Job:
Copy the data below line for line, leaving out the pictures.

## begin Records provided

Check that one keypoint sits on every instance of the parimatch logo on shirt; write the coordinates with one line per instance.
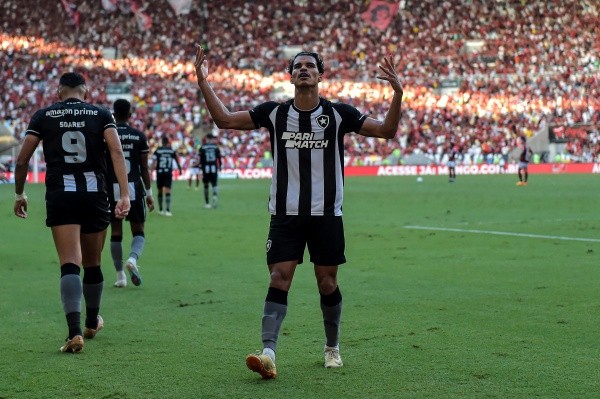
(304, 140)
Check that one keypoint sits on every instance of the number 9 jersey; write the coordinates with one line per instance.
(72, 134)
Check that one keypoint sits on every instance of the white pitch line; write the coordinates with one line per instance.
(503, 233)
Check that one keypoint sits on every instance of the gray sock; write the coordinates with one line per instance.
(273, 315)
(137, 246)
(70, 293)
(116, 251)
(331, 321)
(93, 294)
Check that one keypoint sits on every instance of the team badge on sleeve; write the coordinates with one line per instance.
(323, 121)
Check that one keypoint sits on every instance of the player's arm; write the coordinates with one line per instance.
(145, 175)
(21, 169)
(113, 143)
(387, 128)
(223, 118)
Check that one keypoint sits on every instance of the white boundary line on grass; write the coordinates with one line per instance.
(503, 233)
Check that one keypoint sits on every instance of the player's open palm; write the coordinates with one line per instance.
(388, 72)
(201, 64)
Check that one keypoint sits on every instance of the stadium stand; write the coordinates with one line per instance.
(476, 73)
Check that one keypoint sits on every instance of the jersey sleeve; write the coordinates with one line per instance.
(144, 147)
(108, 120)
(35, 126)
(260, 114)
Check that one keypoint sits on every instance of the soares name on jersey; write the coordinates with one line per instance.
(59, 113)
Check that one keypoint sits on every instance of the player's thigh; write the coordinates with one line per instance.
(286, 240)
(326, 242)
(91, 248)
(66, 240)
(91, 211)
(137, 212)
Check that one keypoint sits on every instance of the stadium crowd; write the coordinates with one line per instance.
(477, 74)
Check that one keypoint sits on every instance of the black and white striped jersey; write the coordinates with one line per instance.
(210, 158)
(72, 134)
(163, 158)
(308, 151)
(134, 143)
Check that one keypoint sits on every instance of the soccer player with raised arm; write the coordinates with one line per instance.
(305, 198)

## end Records provided

Written response:
Check that one keypoint sits on every instance of the parimatch logo on shirt; write the coordinates with one line per instance.
(304, 140)
Check that one keypoint sits on every instance of the number 9 jersey; write the coordinates with one line per instance.
(72, 134)
Check that one keypoint sits on every instance of the white pitch line; write the coordinates with one line per instance.
(503, 233)
Check that one keypoint sits on every instance of the gray sock; write the coordinates with one line per instance.
(273, 315)
(137, 246)
(70, 293)
(116, 251)
(331, 321)
(93, 294)
Check that one keypoint sits on every instance of the team badge on sleeve; write the coordinates with one line per instance.
(323, 121)
Check that one keypoint sits on every instance of the player's arm; write the coordinates with one line per instance.
(145, 175)
(21, 169)
(113, 143)
(387, 128)
(223, 118)
Check that one keypoint sits on every instance of the white boundary line on grass; write the coordinates with one line per instance.
(503, 233)
Check that one keypoint sits on every instance of the player's open palm; write the coordinates with one line per instance.
(388, 72)
(201, 64)
Check that one keypoint sits on every instance of the stadium stand; write the coordinates with one line per instance.
(476, 73)
Check that one keypoint sits on every instance of the jersey sleeve; write the coordinates with one line per instance.
(144, 147)
(108, 120)
(35, 126)
(260, 114)
Check that one keypoint sits on every instance of the soares name on jersey; write the coordinates with one line per instance.
(59, 113)
Check that one keypoint sits on every instance of the player's thigh; write the coordinates with one line per instance.
(286, 240)
(326, 242)
(91, 248)
(66, 240)
(91, 211)
(137, 212)
Check that one keypoint sits on every instance of the stadium crowd; write the coordinates with one line per instance.
(477, 74)
Check that one keypoint sits on every instance of the black and white striped jersey; write the coordinates with one line per instance.
(210, 158)
(72, 134)
(163, 158)
(308, 151)
(134, 143)
Check that one keypoint sits on every instance of the soccer player with raised arm; write the coordinates with one line per instance.
(305, 198)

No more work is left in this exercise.